> DATA FOR THE TASK
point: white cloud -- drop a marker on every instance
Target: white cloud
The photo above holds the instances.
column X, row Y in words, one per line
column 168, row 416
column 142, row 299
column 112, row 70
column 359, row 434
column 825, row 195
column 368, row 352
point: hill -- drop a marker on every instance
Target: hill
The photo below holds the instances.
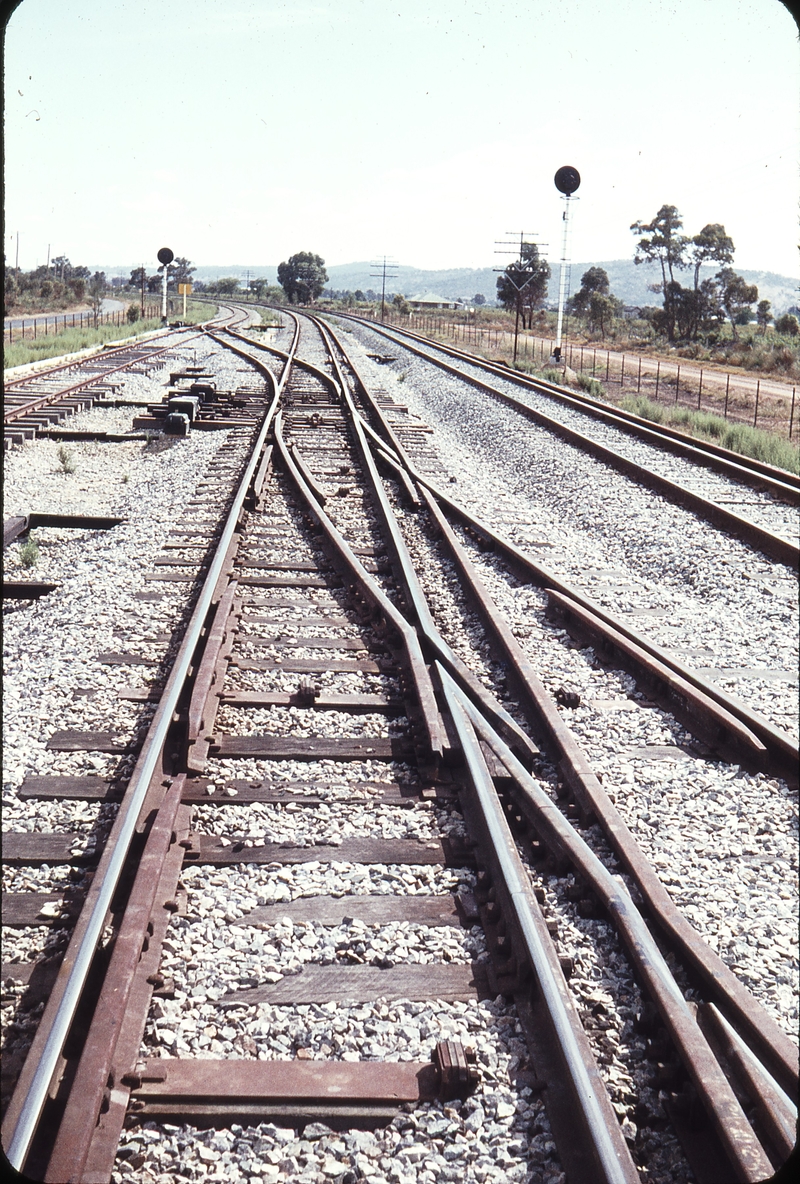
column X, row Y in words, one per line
column 627, row 281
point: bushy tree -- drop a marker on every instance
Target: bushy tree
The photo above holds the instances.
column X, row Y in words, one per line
column 96, row 291
column 226, row 287
column 788, row 325
column 180, row 271
column 523, row 284
column 302, row 277
column 763, row 314
column 736, row 296
column 662, row 242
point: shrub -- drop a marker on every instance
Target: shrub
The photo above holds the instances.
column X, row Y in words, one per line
column 591, row 385
column 788, row 325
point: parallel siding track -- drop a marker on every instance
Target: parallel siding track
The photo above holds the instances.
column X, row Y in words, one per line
column 313, row 662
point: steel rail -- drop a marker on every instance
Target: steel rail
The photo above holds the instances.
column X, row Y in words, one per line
column 414, row 597
column 774, row 1047
column 743, row 1150
column 782, row 549
column 741, row 468
column 372, row 590
column 27, row 1104
column 13, row 413
column 782, row 747
column 593, row 1114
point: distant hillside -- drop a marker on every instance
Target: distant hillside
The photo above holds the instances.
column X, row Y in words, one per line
column 627, row 281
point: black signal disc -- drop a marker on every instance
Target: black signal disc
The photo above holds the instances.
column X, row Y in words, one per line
column 567, row 179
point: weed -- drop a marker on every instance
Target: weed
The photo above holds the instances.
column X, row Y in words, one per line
column 737, row 437
column 66, row 458
column 28, row 553
column 591, row 385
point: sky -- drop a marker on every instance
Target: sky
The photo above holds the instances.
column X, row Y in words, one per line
column 239, row 132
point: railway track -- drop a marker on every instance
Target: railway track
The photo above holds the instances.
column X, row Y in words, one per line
column 382, row 809
column 44, row 397
column 750, row 502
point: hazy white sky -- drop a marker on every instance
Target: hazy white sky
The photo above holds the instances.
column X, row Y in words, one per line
column 239, row 132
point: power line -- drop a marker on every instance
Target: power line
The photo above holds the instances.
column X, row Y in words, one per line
column 384, row 276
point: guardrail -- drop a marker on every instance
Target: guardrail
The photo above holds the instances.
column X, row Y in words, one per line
column 734, row 396
column 52, row 323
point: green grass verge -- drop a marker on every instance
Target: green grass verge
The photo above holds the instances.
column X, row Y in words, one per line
column 71, row 340
column 737, row 437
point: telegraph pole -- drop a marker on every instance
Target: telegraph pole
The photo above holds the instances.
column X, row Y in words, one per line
column 382, row 276
column 567, row 180
column 165, row 257
column 516, row 275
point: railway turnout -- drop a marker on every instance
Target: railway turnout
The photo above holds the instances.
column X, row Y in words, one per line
column 318, row 716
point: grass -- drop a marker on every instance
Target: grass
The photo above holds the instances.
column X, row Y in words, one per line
column 591, row 385
column 28, row 553
column 72, row 340
column 66, row 458
column 737, row 437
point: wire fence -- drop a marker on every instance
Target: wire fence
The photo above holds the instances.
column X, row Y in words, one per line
column 52, row 323
column 757, row 401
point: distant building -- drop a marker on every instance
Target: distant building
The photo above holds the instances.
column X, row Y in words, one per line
column 430, row 300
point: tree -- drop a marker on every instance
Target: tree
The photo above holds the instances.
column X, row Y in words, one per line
column 763, row 314
column 711, row 245
column 593, row 281
column 96, row 291
column 735, row 296
column 787, row 325
column 225, row 287
column 668, row 248
column 302, row 277
column 180, row 271
column 523, row 284
column 601, row 311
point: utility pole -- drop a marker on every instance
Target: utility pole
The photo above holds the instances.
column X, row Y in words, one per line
column 517, row 276
column 566, row 180
column 382, row 276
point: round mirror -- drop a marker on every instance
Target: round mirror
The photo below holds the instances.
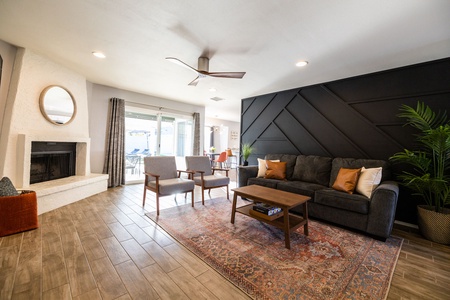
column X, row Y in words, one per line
column 57, row 105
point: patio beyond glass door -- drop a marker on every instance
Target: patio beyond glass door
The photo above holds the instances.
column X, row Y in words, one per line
column 152, row 133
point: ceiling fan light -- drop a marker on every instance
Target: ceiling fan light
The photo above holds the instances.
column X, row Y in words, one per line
column 301, row 63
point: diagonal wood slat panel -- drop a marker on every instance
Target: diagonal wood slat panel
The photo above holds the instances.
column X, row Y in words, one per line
column 352, row 117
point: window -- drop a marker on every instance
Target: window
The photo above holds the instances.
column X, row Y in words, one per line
column 149, row 132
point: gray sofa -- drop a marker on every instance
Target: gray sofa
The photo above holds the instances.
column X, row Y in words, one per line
column 314, row 175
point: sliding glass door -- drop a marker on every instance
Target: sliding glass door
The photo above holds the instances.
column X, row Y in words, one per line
column 149, row 132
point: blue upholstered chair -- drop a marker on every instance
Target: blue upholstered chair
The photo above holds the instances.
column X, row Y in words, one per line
column 204, row 175
column 163, row 178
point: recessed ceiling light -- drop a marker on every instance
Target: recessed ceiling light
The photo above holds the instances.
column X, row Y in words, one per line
column 98, row 54
column 301, row 63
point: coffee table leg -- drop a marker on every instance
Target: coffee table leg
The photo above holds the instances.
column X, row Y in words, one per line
column 233, row 208
column 287, row 239
column 305, row 216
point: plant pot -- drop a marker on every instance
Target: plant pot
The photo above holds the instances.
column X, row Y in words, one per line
column 433, row 225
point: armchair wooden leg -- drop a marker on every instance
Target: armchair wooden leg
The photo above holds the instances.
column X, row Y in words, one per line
column 203, row 195
column 157, row 204
column 145, row 192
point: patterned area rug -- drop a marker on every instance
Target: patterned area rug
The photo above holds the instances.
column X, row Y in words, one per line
column 330, row 263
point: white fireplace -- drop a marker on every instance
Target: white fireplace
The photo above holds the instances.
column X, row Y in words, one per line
column 59, row 192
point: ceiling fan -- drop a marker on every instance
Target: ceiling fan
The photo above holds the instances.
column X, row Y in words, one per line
column 203, row 70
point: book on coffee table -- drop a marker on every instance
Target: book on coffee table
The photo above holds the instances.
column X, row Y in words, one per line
column 266, row 209
column 265, row 216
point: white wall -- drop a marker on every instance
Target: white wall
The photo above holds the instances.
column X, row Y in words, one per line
column 8, row 53
column 233, row 143
column 99, row 96
column 31, row 74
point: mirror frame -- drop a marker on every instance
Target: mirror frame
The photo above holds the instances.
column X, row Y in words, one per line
column 42, row 105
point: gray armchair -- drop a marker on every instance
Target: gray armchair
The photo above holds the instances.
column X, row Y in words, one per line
column 163, row 178
column 204, row 174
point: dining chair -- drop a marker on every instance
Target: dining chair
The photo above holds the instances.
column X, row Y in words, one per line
column 205, row 176
column 163, row 178
column 221, row 160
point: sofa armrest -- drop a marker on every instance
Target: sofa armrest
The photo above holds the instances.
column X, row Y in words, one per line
column 383, row 205
column 246, row 172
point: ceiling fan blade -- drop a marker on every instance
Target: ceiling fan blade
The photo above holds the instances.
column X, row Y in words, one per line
column 195, row 81
column 179, row 62
column 227, row 74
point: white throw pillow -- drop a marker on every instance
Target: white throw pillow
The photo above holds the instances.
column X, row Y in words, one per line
column 262, row 166
column 368, row 180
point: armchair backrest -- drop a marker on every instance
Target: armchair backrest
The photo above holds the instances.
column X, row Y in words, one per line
column 164, row 166
column 199, row 163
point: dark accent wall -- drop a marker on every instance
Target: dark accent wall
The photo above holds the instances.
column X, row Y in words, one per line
column 352, row 117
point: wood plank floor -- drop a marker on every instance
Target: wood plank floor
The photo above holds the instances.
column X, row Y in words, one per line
column 103, row 247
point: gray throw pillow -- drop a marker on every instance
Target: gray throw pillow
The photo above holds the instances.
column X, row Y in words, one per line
column 7, row 188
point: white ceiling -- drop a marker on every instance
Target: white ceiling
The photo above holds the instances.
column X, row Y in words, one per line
column 264, row 38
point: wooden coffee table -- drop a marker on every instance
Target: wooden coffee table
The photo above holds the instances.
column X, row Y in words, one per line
column 288, row 222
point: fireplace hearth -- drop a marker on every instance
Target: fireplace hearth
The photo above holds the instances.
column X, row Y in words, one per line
column 52, row 160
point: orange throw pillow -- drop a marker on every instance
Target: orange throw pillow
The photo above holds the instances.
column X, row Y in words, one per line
column 276, row 170
column 346, row 180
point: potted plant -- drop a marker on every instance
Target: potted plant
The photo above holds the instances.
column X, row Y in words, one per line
column 247, row 149
column 430, row 174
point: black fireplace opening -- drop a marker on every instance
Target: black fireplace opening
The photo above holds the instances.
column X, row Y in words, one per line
column 52, row 160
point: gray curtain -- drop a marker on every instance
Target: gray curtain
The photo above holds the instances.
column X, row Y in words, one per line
column 115, row 144
column 196, row 150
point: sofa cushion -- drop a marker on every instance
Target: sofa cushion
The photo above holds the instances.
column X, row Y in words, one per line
column 333, row 198
column 262, row 167
column 272, row 183
column 276, row 170
column 368, row 180
column 353, row 163
column 300, row 187
column 290, row 160
column 314, row 169
column 346, row 180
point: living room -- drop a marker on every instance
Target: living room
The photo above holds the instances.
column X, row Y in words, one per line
column 28, row 68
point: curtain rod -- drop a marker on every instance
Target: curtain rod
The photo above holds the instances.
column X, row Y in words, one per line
column 160, row 108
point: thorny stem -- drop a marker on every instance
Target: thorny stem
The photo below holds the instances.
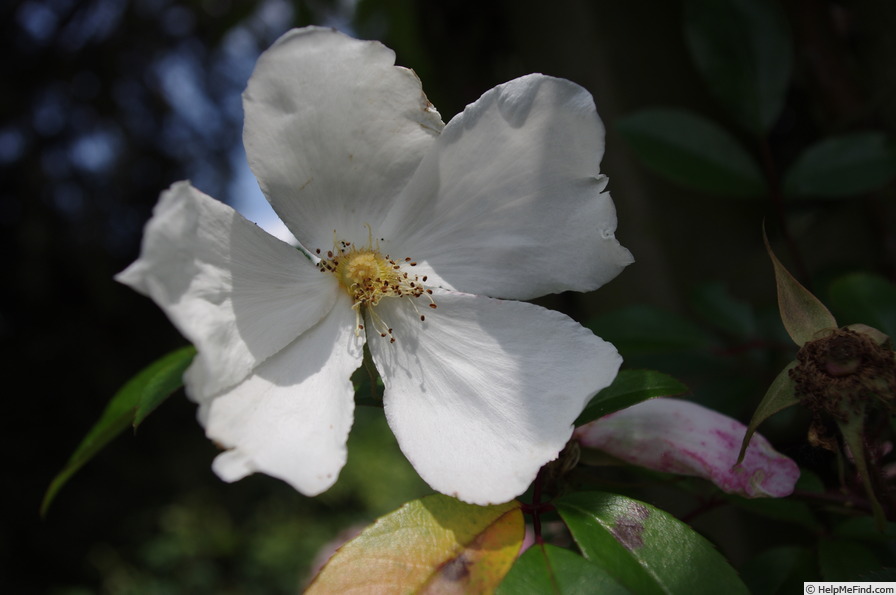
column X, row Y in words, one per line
column 537, row 507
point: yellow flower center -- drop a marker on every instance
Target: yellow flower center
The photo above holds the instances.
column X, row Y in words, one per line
column 368, row 276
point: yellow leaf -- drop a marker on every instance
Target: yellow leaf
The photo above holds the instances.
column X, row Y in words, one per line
column 433, row 545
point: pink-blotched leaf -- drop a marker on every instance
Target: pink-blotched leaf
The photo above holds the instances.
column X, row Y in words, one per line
column 802, row 313
column 433, row 545
column 676, row 436
column 780, row 396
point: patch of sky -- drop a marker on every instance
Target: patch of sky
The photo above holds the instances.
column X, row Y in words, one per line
column 38, row 19
column 96, row 151
column 92, row 22
column 178, row 73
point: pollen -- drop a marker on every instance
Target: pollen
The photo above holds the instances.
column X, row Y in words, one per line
column 369, row 276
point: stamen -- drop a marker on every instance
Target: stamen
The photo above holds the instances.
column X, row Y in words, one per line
column 369, row 276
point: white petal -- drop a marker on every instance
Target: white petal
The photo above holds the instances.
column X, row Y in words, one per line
column 238, row 294
column 291, row 418
column 333, row 132
column 509, row 202
column 682, row 437
column 484, row 392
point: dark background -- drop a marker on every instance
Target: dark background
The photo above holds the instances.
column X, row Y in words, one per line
column 107, row 102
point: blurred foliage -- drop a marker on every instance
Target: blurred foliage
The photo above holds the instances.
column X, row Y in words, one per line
column 789, row 105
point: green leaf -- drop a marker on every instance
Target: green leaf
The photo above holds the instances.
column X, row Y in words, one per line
column 549, row 570
column 130, row 405
column 843, row 166
column 803, row 314
column 744, row 51
column 645, row 549
column 639, row 330
column 692, row 151
column 435, row 544
column 780, row 396
column 865, row 298
column 714, row 303
column 628, row 388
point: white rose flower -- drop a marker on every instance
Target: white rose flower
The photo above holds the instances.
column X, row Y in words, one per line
column 408, row 230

> INSTRUCTION
Switch "marker" to "pin" in the lines between the one holding "point: fireplace hearth" and the one holding "column 196, row 150", inclusive. Give only those lines back, with everything else unchanged.

> SOLUTION FOR THIS EXERCISE
point: fireplace hearth -- drop a pin on every instance
Target: fireplace hearth
The photo above holds the instances.
column X, row Y in words, one per line
column 52, row 160
point: orange throw pillow -- drop a pin on every instance
Target: orange throw pillow
The photo above holds the instances.
column X, row Y in words, one per line
column 276, row 170
column 346, row 180
point: potted plant -- drop a pin on every instance
Target: potted plant
The photo above holds the instances.
column X, row Y in words, one per line
column 247, row 149
column 430, row 174
point: black fireplace opening -- drop a pin on every instance
Target: black fireplace opening
The photo above holds the instances.
column X, row Y in words, one per line
column 52, row 160
point: gray curtain -- drop a pin on every instance
Target: gray curtain
The photo above holds the instances.
column X, row Y in words, one per line
column 115, row 144
column 196, row 150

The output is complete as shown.